*Extracted data entries*:

══════════════════════════════

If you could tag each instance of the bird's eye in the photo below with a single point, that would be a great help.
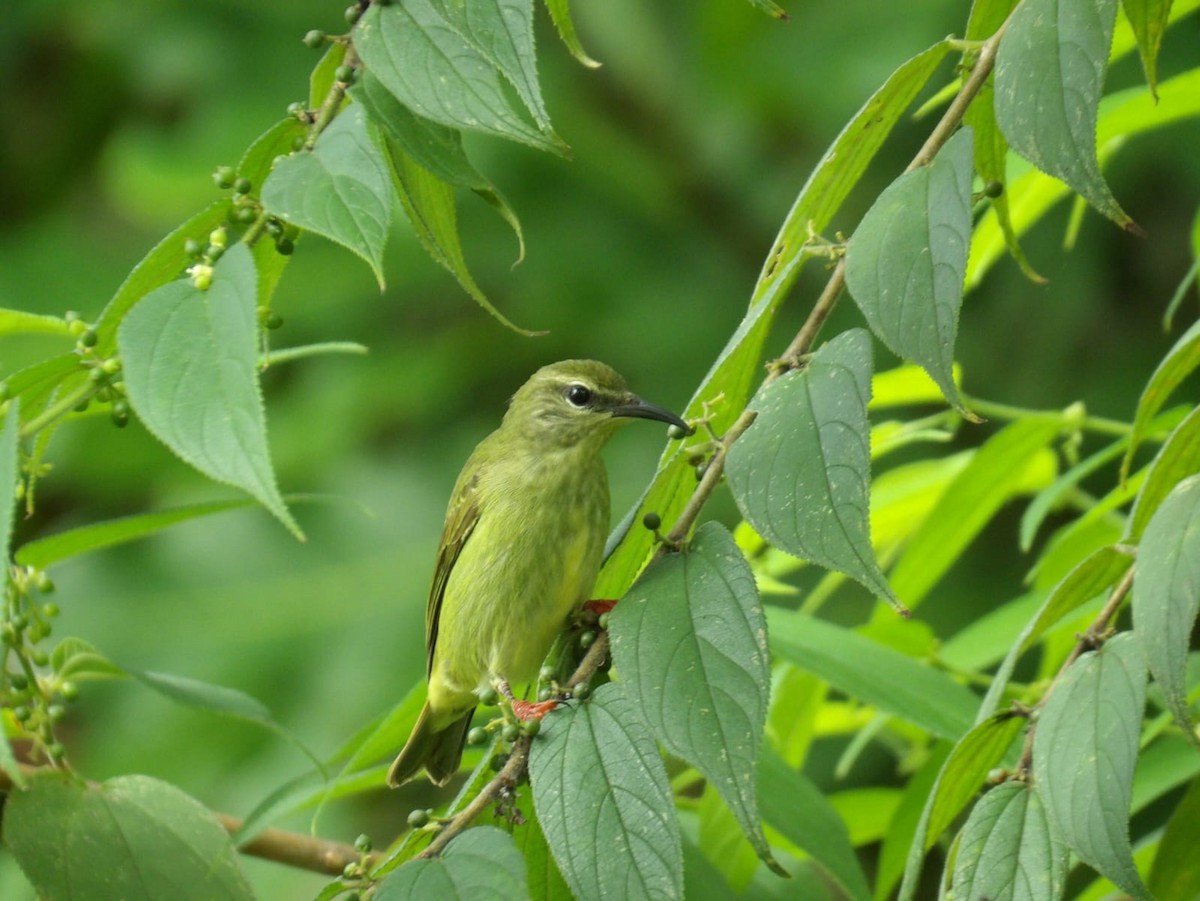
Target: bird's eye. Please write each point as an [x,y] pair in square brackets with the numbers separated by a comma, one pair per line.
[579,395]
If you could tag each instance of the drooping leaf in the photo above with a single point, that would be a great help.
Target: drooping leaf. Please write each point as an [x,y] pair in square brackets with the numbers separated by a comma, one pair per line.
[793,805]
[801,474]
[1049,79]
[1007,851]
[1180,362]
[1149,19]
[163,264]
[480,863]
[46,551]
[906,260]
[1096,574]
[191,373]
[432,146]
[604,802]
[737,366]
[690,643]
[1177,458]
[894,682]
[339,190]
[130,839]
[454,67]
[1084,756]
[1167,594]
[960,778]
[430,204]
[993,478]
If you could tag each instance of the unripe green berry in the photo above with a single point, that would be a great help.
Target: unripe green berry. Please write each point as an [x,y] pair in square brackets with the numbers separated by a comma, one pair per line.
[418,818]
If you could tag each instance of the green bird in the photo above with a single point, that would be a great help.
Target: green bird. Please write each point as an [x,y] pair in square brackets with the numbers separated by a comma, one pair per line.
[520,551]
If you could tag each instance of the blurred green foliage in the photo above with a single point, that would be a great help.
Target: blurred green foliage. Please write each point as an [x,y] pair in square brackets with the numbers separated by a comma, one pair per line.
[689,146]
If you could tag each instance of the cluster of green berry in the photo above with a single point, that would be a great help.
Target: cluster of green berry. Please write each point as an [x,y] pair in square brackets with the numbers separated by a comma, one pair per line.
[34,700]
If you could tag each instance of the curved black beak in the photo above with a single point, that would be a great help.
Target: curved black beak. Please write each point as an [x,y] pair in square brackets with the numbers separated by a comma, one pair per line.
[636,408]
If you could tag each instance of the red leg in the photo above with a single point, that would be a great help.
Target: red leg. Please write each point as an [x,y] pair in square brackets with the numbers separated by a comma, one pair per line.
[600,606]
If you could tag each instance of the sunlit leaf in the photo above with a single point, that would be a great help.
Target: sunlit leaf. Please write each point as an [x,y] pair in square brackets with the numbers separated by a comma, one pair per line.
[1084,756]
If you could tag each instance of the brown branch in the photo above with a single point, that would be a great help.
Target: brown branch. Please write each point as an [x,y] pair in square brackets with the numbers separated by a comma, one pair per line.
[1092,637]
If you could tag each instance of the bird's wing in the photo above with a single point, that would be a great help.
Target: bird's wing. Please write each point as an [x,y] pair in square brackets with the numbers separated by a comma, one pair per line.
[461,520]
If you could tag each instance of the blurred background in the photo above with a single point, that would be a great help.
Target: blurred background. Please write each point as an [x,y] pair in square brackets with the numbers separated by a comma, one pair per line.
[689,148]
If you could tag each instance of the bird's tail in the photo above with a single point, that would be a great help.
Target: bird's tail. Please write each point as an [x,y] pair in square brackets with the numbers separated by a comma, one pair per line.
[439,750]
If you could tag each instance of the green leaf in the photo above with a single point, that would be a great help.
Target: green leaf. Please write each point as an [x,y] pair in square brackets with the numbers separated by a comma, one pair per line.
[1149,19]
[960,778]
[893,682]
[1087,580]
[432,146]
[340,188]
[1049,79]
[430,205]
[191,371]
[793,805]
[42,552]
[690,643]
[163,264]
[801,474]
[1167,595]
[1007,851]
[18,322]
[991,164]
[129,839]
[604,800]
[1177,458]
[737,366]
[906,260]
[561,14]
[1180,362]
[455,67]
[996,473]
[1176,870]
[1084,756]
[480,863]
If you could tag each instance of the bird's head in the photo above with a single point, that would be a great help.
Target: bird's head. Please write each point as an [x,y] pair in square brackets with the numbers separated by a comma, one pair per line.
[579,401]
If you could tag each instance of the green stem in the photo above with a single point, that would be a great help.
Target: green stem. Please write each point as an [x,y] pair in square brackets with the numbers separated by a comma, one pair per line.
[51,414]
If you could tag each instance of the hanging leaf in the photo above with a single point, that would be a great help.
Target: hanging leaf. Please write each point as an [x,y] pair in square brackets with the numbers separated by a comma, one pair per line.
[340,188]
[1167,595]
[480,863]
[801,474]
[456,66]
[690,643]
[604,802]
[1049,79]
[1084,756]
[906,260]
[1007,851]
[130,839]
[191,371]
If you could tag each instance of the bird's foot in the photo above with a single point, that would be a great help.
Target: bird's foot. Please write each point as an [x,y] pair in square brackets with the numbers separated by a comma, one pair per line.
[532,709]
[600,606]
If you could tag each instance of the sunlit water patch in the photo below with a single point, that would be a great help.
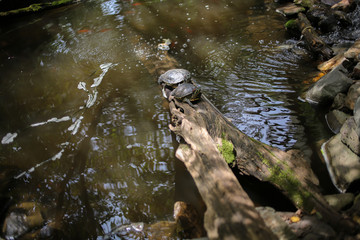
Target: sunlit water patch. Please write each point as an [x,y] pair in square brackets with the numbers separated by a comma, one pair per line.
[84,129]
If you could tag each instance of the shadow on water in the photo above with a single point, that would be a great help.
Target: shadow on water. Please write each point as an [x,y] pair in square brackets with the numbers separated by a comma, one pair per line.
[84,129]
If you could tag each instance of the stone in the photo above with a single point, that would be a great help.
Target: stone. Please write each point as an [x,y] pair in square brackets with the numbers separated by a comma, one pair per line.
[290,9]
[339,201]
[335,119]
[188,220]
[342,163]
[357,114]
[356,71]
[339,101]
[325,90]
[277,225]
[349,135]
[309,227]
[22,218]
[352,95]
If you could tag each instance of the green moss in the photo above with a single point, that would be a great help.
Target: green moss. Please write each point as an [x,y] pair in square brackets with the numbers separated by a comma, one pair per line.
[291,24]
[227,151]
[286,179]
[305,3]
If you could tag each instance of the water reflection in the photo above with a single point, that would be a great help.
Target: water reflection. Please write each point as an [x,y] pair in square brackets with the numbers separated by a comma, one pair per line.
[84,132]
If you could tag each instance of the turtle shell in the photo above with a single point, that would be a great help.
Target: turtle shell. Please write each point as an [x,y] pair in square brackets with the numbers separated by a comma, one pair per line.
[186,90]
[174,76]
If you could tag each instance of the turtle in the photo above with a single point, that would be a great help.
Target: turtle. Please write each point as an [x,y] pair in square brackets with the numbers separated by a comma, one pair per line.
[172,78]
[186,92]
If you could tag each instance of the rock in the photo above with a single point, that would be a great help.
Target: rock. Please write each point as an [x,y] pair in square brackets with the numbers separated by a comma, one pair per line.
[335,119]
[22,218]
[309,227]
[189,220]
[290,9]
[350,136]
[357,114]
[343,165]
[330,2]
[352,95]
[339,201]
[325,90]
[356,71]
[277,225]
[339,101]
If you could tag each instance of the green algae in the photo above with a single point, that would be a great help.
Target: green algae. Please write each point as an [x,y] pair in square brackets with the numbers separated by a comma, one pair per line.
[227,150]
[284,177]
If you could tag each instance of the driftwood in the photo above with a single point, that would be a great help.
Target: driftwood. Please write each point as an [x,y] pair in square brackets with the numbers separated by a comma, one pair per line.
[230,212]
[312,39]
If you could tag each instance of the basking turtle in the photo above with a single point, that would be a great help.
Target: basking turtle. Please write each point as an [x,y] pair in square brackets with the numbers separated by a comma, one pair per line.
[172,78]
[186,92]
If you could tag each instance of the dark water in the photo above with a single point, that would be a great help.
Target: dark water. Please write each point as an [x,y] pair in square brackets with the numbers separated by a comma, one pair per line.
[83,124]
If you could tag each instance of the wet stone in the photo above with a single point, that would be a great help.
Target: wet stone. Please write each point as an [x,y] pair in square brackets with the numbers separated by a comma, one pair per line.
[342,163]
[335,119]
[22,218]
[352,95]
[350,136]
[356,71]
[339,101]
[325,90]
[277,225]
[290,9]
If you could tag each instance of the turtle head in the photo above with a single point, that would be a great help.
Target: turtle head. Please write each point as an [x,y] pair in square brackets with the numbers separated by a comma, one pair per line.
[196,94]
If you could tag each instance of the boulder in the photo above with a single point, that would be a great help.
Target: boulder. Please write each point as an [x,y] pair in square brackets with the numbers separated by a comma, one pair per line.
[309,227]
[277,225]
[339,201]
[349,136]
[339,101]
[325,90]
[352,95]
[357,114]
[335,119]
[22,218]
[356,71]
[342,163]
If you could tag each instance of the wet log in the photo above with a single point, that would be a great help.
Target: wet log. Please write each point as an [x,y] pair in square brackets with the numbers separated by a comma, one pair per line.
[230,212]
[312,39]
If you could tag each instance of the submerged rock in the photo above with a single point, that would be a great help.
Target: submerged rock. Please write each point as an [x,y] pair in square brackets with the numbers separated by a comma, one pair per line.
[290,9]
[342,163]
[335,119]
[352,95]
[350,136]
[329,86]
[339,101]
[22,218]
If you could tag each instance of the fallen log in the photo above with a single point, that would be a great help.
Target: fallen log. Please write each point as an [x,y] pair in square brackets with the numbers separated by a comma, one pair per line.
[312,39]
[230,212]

══════════════════════════════

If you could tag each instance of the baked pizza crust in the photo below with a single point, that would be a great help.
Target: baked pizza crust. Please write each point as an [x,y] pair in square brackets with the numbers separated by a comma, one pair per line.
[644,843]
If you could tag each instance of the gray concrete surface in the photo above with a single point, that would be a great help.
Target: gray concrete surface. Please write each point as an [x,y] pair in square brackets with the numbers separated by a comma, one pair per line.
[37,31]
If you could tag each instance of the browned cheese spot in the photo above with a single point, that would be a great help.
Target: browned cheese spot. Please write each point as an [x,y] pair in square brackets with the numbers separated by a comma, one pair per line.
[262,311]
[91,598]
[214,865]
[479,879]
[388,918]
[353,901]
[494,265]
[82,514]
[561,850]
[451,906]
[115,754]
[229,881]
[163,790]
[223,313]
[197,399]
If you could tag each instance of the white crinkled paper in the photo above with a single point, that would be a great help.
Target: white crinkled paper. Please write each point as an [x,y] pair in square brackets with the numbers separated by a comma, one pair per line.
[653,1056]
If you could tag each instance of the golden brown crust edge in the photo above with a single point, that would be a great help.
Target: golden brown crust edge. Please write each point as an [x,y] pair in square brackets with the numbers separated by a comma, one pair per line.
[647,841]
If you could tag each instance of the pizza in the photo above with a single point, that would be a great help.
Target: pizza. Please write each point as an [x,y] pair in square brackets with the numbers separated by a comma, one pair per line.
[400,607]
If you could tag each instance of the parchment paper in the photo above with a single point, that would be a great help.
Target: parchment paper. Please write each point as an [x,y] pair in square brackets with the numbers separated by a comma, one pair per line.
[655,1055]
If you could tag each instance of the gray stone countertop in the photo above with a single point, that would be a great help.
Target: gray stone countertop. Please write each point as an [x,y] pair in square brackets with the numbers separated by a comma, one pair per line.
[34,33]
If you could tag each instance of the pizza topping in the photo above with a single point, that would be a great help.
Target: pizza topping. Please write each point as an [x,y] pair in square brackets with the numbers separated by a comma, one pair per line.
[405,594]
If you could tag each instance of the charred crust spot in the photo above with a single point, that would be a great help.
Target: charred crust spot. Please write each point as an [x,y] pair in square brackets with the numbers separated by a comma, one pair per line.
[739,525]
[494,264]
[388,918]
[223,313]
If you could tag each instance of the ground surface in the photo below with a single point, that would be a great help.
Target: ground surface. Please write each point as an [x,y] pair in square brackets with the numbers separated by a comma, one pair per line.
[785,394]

══════════════════════════════

*REQUIREMENT*: Repeat exactly the lines above, beginning at the one containing "If you could tag each instance of the bird's eye" and ending at the one containing "If you could tag each instance of the drooping". Do not carry over any pictures.

*COMPLETED EXERCISE*:
If you could tag each instance of the bird's eye in the photo below with a single point, that would be a great help.
Target: bird's eye. Please write each point as an [x,y] pair in square brackets with the numbers separated by a comma, one pair per line.
[579,395]
If you could tag each instance of the drooping leaf in the photo above with a single point, that would be a great help.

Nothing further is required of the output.